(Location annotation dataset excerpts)
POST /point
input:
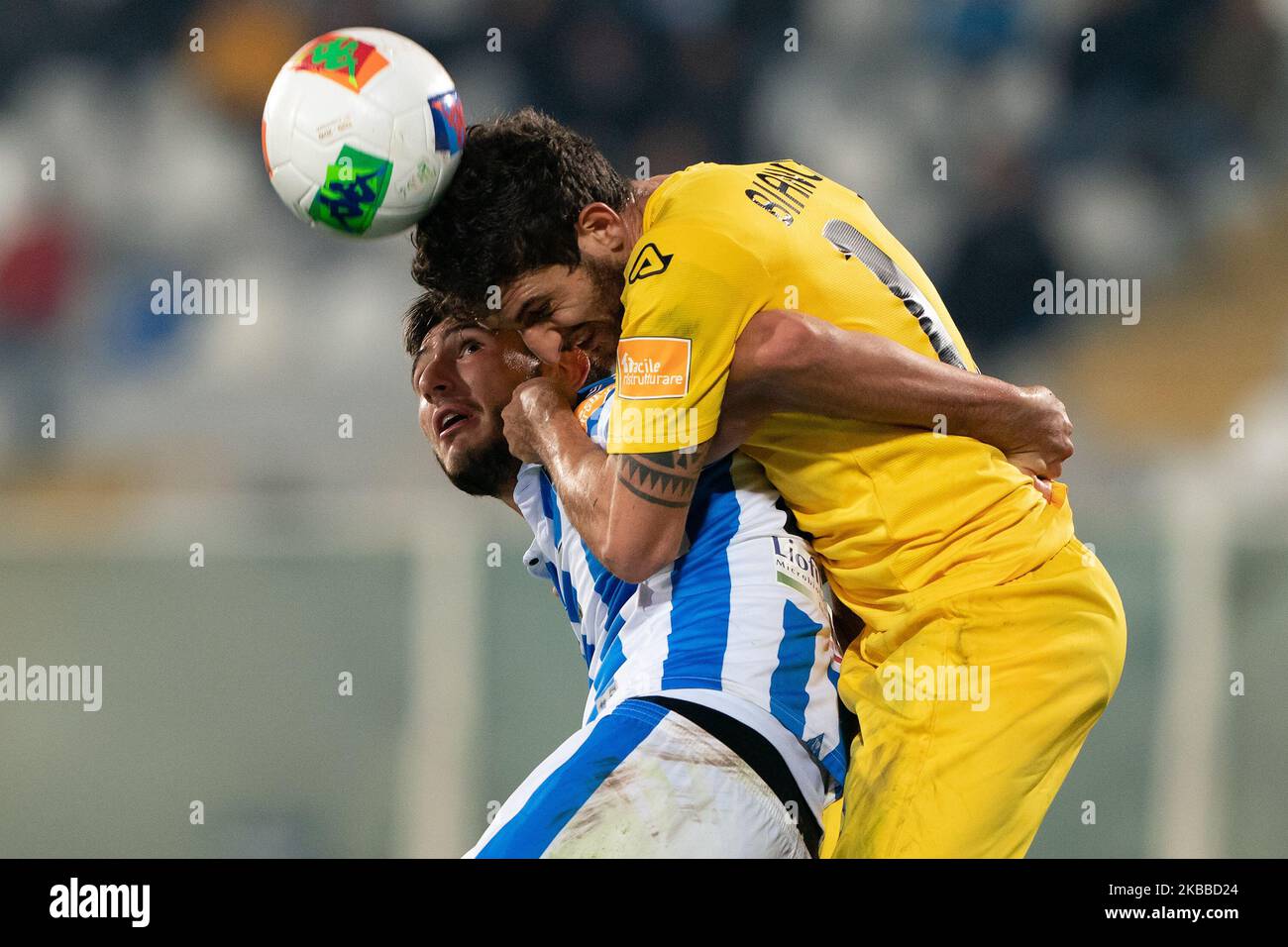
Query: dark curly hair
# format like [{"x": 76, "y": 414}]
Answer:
[
  {"x": 511, "y": 205},
  {"x": 428, "y": 311}
]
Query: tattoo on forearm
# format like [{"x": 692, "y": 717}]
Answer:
[{"x": 665, "y": 479}]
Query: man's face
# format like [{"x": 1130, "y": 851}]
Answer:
[
  {"x": 465, "y": 375},
  {"x": 558, "y": 308}
]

## PROBLEM REQUIREMENTS
Reproduce all of the items above character for character, but leave out the pictures.

## FINISHED ANSWER
POST /point
input:
Query: dark curly hair
# format like [{"x": 76, "y": 414}]
Answer:
[
  {"x": 511, "y": 205},
  {"x": 428, "y": 311}
]
Query: tattoo on forearm
# format like [{"x": 692, "y": 717}]
Answer:
[{"x": 665, "y": 479}]
Query: man's face
# format like [{"x": 1130, "y": 851}]
Answer:
[
  {"x": 465, "y": 375},
  {"x": 558, "y": 308}
]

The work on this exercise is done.